- _PROBLEM TO SOLVE_:
Copy out every line of the data that follows, exactly.

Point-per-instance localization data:

● ● ●

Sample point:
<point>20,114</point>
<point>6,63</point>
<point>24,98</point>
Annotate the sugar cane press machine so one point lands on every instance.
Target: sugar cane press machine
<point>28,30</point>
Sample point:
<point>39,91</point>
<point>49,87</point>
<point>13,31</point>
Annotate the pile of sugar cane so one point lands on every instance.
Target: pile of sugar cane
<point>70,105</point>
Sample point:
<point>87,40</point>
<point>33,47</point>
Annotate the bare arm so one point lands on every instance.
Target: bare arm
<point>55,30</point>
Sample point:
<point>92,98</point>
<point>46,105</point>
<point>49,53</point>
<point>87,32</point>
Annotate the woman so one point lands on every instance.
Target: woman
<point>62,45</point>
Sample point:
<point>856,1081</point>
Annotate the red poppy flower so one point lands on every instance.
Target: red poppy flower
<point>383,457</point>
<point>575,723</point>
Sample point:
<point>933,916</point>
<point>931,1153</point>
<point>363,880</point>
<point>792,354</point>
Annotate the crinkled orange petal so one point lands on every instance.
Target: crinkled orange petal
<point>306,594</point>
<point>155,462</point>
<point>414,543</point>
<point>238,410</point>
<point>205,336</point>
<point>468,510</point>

● ● ●

- _ANSWER BELOW_:
Sample point:
<point>20,114</point>
<point>6,63</point>
<point>24,98</point>
Annotate the sugar cane press machine so one point lands on every instance.
Target: sugar cane press machine
<point>28,30</point>
Sample point:
<point>39,91</point>
<point>49,87</point>
<point>13,31</point>
Annotate the pile of sugar cane so one point lands on every instance.
Target: pile of sugar cane
<point>70,105</point>
Sample point:
<point>87,40</point>
<point>33,47</point>
Annotate the bare arm so one point lands on every instance.
Target: bare arm
<point>55,30</point>
Sample point:
<point>92,98</point>
<point>46,105</point>
<point>49,53</point>
<point>87,32</point>
Annotate the woman so one point lands on every instance.
Target: woman
<point>62,45</point>
Sample point:
<point>856,1081</point>
Annotate the red poppy flower so one point lands on every instance.
Target: red poppy flower
<point>383,457</point>
<point>575,723</point>
Sample point:
<point>933,916</point>
<point>931,1153</point>
<point>363,880</point>
<point>792,354</point>
Annotate the crinkled orange petal so one point lands on every instance.
Target: crinkled orange petal
<point>306,594</point>
<point>155,462</point>
<point>414,543</point>
<point>238,410</point>
<point>205,336</point>
<point>468,510</point>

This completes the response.